(Data records)
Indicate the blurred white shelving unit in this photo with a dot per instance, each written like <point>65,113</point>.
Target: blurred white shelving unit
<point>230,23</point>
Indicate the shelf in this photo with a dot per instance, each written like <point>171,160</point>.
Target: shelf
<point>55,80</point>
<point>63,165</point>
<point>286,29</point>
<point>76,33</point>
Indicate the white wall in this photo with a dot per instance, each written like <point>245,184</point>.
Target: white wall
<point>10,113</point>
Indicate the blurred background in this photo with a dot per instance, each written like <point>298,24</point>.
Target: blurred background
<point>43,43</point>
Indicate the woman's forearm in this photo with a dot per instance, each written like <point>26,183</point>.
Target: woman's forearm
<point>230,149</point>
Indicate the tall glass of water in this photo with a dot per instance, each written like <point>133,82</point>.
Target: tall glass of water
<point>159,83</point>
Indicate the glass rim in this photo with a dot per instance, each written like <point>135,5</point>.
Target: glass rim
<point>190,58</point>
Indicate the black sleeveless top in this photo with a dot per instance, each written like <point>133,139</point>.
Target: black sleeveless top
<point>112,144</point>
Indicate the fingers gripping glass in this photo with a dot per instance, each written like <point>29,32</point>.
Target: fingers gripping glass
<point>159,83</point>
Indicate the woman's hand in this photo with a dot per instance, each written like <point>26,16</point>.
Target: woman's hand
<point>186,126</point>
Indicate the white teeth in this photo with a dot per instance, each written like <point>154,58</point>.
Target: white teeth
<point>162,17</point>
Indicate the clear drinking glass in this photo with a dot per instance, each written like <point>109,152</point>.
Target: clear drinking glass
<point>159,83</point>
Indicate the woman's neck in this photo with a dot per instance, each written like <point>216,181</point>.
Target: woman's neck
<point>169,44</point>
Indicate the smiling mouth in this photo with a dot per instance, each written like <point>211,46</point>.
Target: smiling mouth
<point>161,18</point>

[TASK]: Set down, exactly as they stand above, the lines starting with the line with "Target: tall glass of water" and going on through the line with "Indicate the black", and no others.

[THE COMPLETED TASK]:
Target: tall glass of water
<point>159,83</point>
Indicate the glass rim in this photo with a dot per instance, each written like <point>135,5</point>.
Target: glass rim
<point>190,58</point>
Indicate the black sleeveless top in this photo with a dot per instance, each written like <point>133,139</point>.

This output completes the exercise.